◆ Exercise:
Please reproduce the entries below exactly, leaving the pictures out.

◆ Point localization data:
· · ·

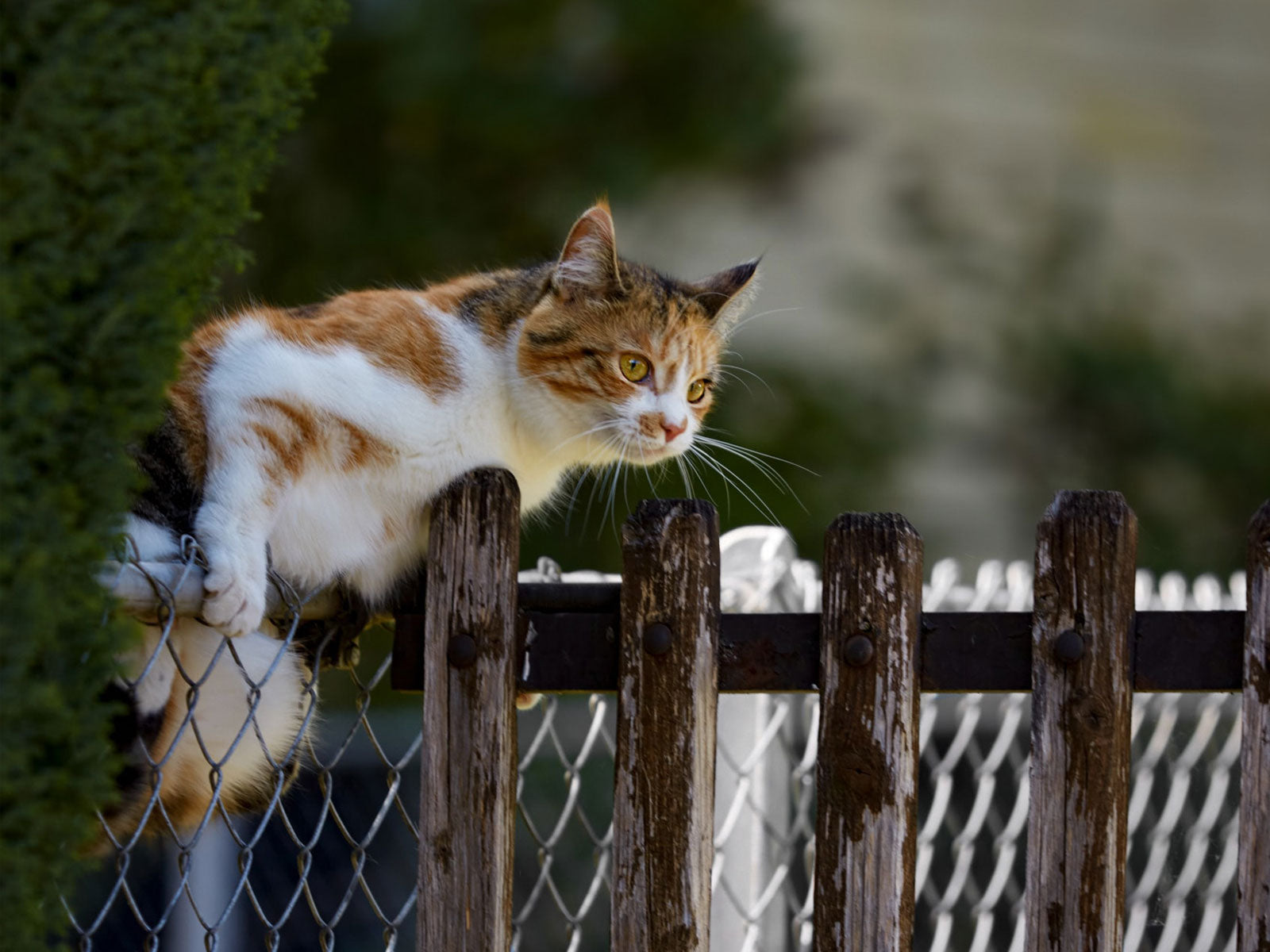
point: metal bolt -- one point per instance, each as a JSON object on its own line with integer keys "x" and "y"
{"x": 1068, "y": 647}
{"x": 859, "y": 651}
{"x": 657, "y": 639}
{"x": 461, "y": 651}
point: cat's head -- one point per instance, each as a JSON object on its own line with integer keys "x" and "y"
{"x": 629, "y": 355}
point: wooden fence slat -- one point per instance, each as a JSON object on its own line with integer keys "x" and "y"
{"x": 1254, "y": 875}
{"x": 867, "y": 770}
{"x": 1083, "y": 702}
{"x": 468, "y": 795}
{"x": 664, "y": 812}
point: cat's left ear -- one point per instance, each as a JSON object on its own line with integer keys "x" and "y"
{"x": 727, "y": 295}
{"x": 588, "y": 263}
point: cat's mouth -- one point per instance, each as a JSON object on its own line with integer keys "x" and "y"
{"x": 645, "y": 452}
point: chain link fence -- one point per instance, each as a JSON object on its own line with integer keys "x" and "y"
{"x": 333, "y": 861}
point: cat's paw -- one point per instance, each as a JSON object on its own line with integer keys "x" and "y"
{"x": 234, "y": 597}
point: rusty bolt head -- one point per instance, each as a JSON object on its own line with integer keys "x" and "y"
{"x": 657, "y": 639}
{"x": 859, "y": 651}
{"x": 1068, "y": 647}
{"x": 461, "y": 651}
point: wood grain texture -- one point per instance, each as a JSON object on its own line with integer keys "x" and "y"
{"x": 1254, "y": 873}
{"x": 664, "y": 812}
{"x": 1086, "y": 546}
{"x": 467, "y": 805}
{"x": 867, "y": 770}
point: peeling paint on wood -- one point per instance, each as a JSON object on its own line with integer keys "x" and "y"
{"x": 867, "y": 771}
{"x": 468, "y": 793}
{"x": 1077, "y": 823}
{"x": 1254, "y": 873}
{"x": 664, "y": 809}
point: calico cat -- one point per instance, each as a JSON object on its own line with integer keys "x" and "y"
{"x": 309, "y": 442}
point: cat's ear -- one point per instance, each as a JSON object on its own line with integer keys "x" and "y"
{"x": 588, "y": 263}
{"x": 727, "y": 295}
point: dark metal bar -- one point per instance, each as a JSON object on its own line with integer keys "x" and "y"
{"x": 960, "y": 651}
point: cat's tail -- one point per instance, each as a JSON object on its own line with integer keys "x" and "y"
{"x": 210, "y": 723}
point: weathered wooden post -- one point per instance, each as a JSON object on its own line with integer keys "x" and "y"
{"x": 1083, "y": 704}
{"x": 1254, "y": 875}
{"x": 468, "y": 797}
{"x": 867, "y": 771}
{"x": 667, "y": 697}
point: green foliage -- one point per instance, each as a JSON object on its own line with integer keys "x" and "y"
{"x": 455, "y": 136}
{"x": 133, "y": 136}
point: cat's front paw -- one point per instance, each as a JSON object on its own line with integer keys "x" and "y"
{"x": 234, "y": 597}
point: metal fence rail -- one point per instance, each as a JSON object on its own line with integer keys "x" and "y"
{"x": 332, "y": 863}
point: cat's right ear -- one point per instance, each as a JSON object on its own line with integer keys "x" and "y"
{"x": 588, "y": 263}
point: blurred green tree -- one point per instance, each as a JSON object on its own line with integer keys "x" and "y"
{"x": 133, "y": 136}
{"x": 456, "y": 136}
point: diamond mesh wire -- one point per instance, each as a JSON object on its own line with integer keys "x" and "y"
{"x": 333, "y": 860}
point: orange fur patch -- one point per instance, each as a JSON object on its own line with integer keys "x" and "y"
{"x": 387, "y": 327}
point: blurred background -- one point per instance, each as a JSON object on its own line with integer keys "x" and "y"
{"x": 1005, "y": 251}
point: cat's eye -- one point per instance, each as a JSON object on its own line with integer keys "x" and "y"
{"x": 634, "y": 367}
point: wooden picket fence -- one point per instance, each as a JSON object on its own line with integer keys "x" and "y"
{"x": 471, "y": 638}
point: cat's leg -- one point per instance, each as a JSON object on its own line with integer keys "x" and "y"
{"x": 233, "y": 528}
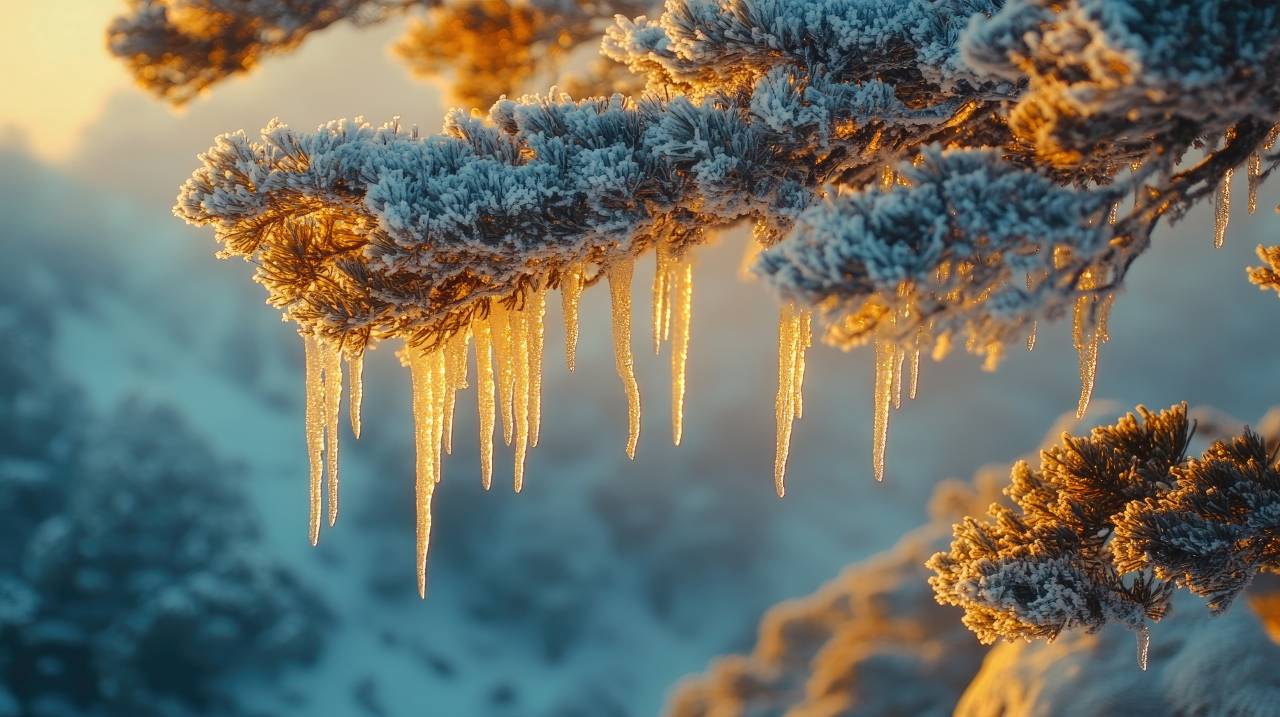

· · ·

◆ Result of this exercise:
point: metal bolt -- one point per instance, each as a JSON object on its own line with integer keys "x" and "y"
{"x": 1068, "y": 647}
{"x": 859, "y": 651}
{"x": 657, "y": 639}
{"x": 461, "y": 651}
point: cat's head -- one point per instance, each as a JSON object on its own line with integer keys "x" and "y"
{"x": 629, "y": 355}
point: wooden fence slat -- one point per instance, each as a JSON object on its own line with integer keys "x" and "y"
{"x": 1254, "y": 875}
{"x": 867, "y": 770}
{"x": 1083, "y": 702}
{"x": 468, "y": 795}
{"x": 664, "y": 812}
point: cat's left ear -- one point per instance, each as a JSON object on its own line with integer keys "x" and "y"
{"x": 727, "y": 295}
{"x": 588, "y": 263}
point: cat's mouth -- one point per instance, each as a JSON object on its own line with integer keys "x" and "y"
{"x": 645, "y": 452}
point: chain link fence -- one point per instance, each as a JSON object on its own line with integer keys "x" and "y"
{"x": 333, "y": 861}
point: cat's paw -- one point per instance, each as a JSON object on its own line with integer keys "x" and "y"
{"x": 234, "y": 597}
point: rusty bolt head -- one point per instance, each as a JSON object on its own line with integer keys "x" and "y"
{"x": 657, "y": 639}
{"x": 859, "y": 651}
{"x": 1068, "y": 647}
{"x": 461, "y": 651}
point: wood grain texture -- one point per instance, each as a JSON object on its own line with integer keys "x" and "y"
{"x": 1254, "y": 873}
{"x": 664, "y": 812}
{"x": 1086, "y": 546}
{"x": 467, "y": 805}
{"x": 867, "y": 770}
point: peeling paint on wood -- one point per instance, each as a JSON object on its own line with integer keys "x" and "y"
{"x": 867, "y": 771}
{"x": 468, "y": 793}
{"x": 1077, "y": 823}
{"x": 1254, "y": 873}
{"x": 664, "y": 809}
point: calico cat -- one point per instance, each as a JSON object on its own line with integer keys "x" and "y"
{"x": 309, "y": 442}
point: cat's ear -- one point per instance, each as a JSON object on its own line with integer keys "x" and "y"
{"x": 588, "y": 263}
{"x": 727, "y": 295}
point: dark metal bar -- one point per instance, each as a JSON object on its own line with integer keys "x" and "y"
{"x": 960, "y": 651}
point: cat's tail -- one point per instance, each as a JSON object on its own line with integer keys "x" and "y"
{"x": 210, "y": 723}
point: weathered wooden post -- one point per instance, each as a JSON object on its own line with integer keys "x" and "y"
{"x": 1083, "y": 704}
{"x": 1254, "y": 875}
{"x": 468, "y": 797}
{"x": 867, "y": 771}
{"x": 667, "y": 697}
point: green foliage -- one point per instance, each as a JSON object on its own line with integer keys "x" and "y"
{"x": 455, "y": 136}
{"x": 133, "y": 136}
point: cat's front paw -- one point per instance, each as a JSON object on its own line with integer keys "x" and "y"
{"x": 234, "y": 597}
point: metal fence rail -- one point per instance, each as a JSON object on its own line with integer keys "x" and "y"
{"x": 332, "y": 863}
point: cat's right ear -- one point per instance, each as a JSON object on its own line with integer keys "x" and "y"
{"x": 588, "y": 263}
point: blurred green tree -- one point per instance, each as a JSON object on its own line with integer keys "x" and "y"
{"x": 133, "y": 136}
{"x": 456, "y": 136}
point: diamond mesh wire -- one point per instance, each as a JSON object on its own line with integer keys "x" and "y"
{"x": 333, "y": 860}
point: orange fur patch -- one point per instance, each as a JSON object on its own line with integer keys "x" and "y"
{"x": 387, "y": 327}
point: blurred background -- one point per instance, each as a JSON object on its own line with integer keys "x" and "y"
{"x": 1005, "y": 251}
point: cat's eye -- one point per instance, each as a JSON object on its own line with integer keys "x" and "y"
{"x": 634, "y": 367}
point: wooden picket fence -- one point per instance, each as a JSON object on its own line with integer keys "x" and "y"
{"x": 471, "y": 638}
point: cat's leg -- one point per instance, each as a JSON object on its own line with integer keys "x" and "y"
{"x": 233, "y": 528}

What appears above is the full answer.